---------- LISTED ENTRIES ----------

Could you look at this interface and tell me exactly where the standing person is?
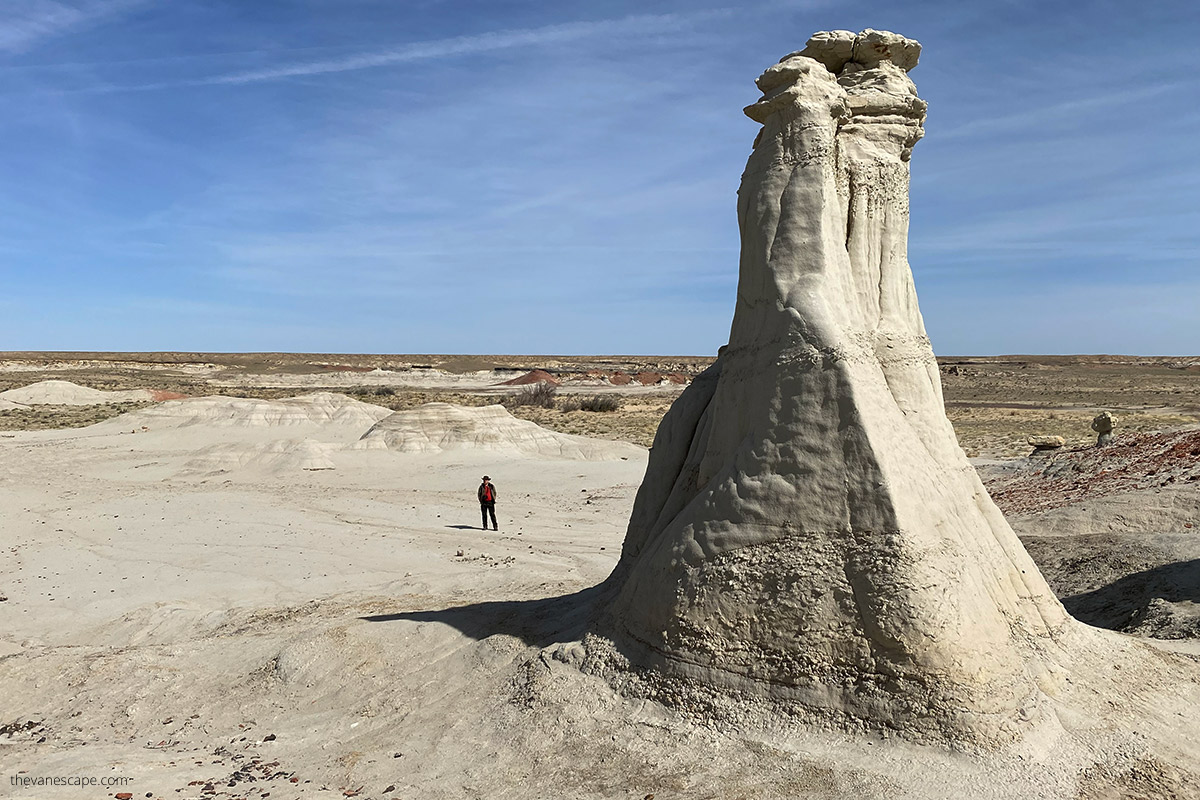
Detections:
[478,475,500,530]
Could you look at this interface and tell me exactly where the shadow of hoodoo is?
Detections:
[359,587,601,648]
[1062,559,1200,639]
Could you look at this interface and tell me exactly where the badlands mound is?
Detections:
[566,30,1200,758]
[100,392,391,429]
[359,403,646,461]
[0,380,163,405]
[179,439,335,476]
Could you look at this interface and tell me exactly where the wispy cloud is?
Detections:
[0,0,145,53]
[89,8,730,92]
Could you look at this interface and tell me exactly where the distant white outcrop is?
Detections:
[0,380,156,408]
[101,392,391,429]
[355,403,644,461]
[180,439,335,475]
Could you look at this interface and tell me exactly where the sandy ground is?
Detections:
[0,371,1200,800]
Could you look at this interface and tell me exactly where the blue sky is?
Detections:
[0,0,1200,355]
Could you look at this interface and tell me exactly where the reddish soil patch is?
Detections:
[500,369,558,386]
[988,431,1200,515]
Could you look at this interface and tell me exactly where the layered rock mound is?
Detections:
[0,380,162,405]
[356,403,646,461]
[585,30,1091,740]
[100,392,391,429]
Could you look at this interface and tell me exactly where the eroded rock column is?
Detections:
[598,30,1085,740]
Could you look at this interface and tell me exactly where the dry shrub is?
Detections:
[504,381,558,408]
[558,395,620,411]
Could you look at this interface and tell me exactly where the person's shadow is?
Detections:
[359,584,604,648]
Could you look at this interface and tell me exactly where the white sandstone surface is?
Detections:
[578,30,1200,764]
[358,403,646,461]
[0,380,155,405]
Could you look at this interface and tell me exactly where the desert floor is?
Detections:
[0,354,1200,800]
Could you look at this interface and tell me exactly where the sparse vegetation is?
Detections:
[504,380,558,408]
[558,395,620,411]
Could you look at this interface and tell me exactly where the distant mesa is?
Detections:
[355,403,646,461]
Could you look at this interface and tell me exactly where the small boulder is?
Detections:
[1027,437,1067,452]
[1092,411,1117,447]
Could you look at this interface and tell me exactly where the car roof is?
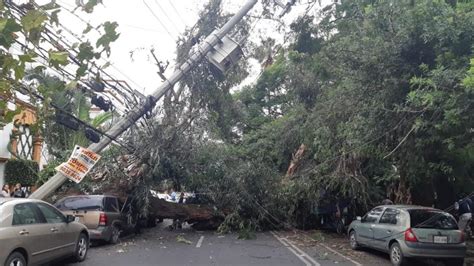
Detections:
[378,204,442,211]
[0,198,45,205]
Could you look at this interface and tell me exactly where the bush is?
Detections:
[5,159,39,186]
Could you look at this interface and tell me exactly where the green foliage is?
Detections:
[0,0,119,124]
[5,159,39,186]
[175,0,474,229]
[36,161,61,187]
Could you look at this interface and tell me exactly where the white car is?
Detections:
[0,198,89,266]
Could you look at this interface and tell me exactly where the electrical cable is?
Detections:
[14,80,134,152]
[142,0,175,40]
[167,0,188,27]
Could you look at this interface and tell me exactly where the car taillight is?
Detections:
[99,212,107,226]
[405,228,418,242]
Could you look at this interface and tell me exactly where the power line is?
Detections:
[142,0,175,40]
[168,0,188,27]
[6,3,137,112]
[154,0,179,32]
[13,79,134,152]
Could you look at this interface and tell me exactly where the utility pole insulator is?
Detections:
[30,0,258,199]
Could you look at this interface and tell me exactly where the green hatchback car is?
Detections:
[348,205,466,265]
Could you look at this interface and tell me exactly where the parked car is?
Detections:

----------

EXERCISE REQUIREMENTS
Rename "interface" to "image" throughout all the rows above, keeping every other part the same. Omit the pictures from your version.

RESULT FOR THIS EXERCISE
Could you look at this image and tell me exactly where the standing person is?
Detections:
[478,475,500,530]
Could you look at this image and tell me exactly where the shadow of hoodoo is?
Detections:
[359,587,601,648]
[1062,559,1200,639]
Could you look at this image and tell me exactly where the badlands mound is?
Detections:
[566,30,1200,758]
[100,392,391,429]
[359,403,646,461]
[0,380,163,405]
[179,439,335,476]
Could you look at this image and tell me exactly where the wispy cloud is?
Detections:
[0,0,145,53]
[89,8,730,92]
Could you look at this image and tell me exactly where the distant white outcrop is?
Detections:
[0,380,156,408]
[101,392,391,429]
[355,403,644,461]
[180,439,335,475]
Could you look at this image and tell me exactly where the sandy ground is?
Detections:
[0,371,1200,800]
Could you look at this image and tell me exactly where the blue sky is?
Detections:
[0,0,1200,355]
Could you look at this image and tell me exactly where the reddish soil patch is?
Detections:
[500,369,558,386]
[988,431,1200,515]
Could you look at this image and tell me exactly where the layered rock mound is?
Detections:
[0,380,162,405]
[356,403,646,461]
[585,30,1091,740]
[100,392,391,429]
Could you look at this image and tell me exactly where the eroded rock column is?
Detections:
[598,30,1085,740]
Could you look at this image and tell me exactly where the dry shrub is?
Detections:
[504,381,558,408]
[558,395,620,411]
Could you look at this image and tell me exactly where the person's shadow is?
Detections:
[359,584,604,648]
Could you look at this image and tell me exactly where the white sandstone surface is?
Detections:
[578,30,1200,764]
[358,403,646,461]
[0,380,155,405]
Could you look at this image and tell me exactly where the desert floor is?
Detections:
[0,354,1200,800]
Could you look at this image and tell me exactly where the sparse vegetation is?
Detections:
[504,380,558,408]
[558,395,620,411]
Could you look at this image and tell me exactly where the distant mesa is?
Detections:
[355,403,646,461]
Could you look at this image and tell me exactly where the small boulder is?
Detections:
[1027,437,1067,452]
[1092,411,1117,447]
Could you look at this image and tell me exactly where the car roof is?
Detections:
[378,204,442,211]
[0,198,45,205]
Could you look at this image and tell me exactly where the bush is?
Detections:
[5,159,39,186]
Could you look at this image and tell me exactly where the green foliage is?
Detections:
[0,0,119,124]
[5,159,39,186]
[175,0,474,229]
[36,161,61,187]
Could you look at this image and tell me exactly where the white car is?
Detections:
[0,198,89,266]
Could you look at this image and tell me exactly where the electrical cable is?
Detections:
[14,80,134,152]
[142,0,175,40]
[167,0,188,27]
Could you look at this image and tell me exactly where the car taillight is?
Detections:
[99,212,107,226]
[405,228,418,242]
Could you look at this image and tell me exactly where the power line is?
Detections:
[142,0,175,40]
[168,0,188,27]
[6,3,137,112]
[154,0,179,32]
[13,79,134,152]
Could you look at this image and tell me exactly where the utility pole insulator is?
Detections:
[30,0,258,199]
Could you look at this image and tell me exactly where the green hatchback car is?
Detections:
[348,205,466,265]
Could you look at this image and tell me exactly where the parked car is?
Detections:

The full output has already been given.